───── EXTRACTED ENTRIES
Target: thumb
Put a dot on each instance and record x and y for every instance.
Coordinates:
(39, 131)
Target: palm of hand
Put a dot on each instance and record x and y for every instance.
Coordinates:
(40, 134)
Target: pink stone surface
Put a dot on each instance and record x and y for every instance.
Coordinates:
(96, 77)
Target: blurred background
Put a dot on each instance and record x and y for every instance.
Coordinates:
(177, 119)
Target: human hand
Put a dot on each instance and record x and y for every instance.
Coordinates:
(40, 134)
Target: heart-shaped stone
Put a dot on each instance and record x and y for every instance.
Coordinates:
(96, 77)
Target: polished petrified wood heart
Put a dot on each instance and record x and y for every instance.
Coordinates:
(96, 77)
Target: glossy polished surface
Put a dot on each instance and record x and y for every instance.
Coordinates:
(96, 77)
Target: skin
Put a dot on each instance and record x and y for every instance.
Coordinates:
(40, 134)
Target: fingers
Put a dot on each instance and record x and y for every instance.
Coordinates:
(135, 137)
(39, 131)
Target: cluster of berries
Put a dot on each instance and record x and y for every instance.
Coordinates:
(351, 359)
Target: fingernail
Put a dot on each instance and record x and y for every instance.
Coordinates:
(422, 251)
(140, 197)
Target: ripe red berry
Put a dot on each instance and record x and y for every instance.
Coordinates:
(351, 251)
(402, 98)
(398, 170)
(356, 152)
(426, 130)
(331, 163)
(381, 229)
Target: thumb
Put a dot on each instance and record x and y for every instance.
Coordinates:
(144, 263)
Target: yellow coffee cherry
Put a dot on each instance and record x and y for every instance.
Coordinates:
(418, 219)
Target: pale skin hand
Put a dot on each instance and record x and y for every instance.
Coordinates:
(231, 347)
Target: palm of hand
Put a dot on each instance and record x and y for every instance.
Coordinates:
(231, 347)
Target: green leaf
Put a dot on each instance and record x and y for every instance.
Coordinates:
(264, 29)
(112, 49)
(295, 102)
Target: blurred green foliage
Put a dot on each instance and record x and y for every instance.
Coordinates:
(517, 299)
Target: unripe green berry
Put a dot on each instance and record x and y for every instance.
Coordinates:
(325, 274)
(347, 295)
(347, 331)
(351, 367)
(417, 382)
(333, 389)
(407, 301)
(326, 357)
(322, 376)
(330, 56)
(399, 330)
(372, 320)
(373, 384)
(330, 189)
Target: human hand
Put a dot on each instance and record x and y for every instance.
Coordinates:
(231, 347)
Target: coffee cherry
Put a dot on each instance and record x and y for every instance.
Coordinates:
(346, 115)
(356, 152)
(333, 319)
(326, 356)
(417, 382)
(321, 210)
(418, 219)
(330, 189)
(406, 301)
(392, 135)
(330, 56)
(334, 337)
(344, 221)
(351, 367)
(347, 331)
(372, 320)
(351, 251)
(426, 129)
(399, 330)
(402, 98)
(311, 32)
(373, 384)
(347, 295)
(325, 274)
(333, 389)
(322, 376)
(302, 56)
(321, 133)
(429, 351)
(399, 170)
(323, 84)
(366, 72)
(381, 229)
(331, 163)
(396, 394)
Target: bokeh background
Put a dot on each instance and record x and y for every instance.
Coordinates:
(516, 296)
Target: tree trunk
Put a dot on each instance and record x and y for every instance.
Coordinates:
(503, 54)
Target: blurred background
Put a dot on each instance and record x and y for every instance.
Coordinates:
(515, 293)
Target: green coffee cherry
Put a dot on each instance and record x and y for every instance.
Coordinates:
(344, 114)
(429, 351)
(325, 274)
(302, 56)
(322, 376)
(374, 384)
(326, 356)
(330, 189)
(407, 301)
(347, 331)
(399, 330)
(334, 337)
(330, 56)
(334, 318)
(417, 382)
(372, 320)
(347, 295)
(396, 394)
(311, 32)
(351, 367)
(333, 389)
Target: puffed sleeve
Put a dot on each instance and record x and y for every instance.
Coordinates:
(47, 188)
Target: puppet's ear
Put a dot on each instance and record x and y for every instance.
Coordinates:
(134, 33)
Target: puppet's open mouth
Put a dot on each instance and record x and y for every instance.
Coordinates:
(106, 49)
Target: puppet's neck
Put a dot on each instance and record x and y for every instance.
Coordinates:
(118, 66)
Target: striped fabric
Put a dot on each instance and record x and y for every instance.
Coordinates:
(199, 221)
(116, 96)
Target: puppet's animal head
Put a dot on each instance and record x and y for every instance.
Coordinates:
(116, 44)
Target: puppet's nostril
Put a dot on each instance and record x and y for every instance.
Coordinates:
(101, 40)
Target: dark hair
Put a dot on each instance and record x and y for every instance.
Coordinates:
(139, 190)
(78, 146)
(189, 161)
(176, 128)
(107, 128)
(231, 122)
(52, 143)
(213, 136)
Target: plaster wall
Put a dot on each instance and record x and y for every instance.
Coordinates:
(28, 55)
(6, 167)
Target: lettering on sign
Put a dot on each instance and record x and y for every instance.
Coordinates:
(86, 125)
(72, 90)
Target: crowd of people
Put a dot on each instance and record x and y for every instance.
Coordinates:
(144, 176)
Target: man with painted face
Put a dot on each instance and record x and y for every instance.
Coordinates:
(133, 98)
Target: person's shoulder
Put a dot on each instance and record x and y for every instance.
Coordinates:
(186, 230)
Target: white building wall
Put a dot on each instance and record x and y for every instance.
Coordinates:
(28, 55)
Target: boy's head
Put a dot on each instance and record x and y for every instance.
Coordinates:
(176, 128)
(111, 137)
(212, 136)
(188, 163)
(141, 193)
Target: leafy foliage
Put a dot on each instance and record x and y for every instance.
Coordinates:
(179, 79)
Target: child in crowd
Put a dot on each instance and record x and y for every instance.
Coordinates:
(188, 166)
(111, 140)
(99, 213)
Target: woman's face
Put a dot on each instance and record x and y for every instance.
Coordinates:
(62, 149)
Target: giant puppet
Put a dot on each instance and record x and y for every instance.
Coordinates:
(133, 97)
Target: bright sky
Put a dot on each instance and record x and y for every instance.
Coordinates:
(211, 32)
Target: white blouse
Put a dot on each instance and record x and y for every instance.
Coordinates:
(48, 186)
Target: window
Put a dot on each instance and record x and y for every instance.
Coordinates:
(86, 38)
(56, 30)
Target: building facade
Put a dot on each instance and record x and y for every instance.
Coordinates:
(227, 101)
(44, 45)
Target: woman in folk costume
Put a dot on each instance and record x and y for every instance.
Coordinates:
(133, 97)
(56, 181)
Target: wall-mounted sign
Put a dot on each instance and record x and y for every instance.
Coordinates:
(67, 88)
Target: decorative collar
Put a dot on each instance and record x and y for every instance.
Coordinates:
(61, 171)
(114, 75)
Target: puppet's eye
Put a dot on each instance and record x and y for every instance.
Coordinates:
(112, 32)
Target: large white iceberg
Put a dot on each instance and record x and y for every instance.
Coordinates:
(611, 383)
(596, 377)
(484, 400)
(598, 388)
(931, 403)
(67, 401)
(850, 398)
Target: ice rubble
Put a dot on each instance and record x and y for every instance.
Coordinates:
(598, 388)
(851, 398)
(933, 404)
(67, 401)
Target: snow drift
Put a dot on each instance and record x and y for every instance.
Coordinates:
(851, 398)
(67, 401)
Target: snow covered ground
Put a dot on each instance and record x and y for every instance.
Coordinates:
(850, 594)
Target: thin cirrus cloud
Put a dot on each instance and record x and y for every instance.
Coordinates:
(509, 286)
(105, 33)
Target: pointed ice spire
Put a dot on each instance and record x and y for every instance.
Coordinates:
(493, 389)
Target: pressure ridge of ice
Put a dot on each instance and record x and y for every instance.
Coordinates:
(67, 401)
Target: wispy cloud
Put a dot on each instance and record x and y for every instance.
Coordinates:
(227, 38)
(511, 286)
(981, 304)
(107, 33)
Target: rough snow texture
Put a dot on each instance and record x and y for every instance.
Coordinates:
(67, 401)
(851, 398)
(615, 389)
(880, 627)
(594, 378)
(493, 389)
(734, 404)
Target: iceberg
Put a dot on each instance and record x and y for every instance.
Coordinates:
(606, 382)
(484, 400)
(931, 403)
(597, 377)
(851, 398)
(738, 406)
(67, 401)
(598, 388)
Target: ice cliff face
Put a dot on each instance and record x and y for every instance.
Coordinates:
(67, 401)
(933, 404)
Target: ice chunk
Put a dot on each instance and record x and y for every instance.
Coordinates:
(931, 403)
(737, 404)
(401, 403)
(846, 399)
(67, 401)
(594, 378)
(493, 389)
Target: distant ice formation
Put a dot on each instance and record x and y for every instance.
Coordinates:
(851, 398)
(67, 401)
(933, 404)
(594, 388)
──────────
● WORK REQUEST
The answer must be every line of the records that holds the string "foliage".

● EXPECTED ANSWER
Target: blurred green foliage
Target: leafy foliage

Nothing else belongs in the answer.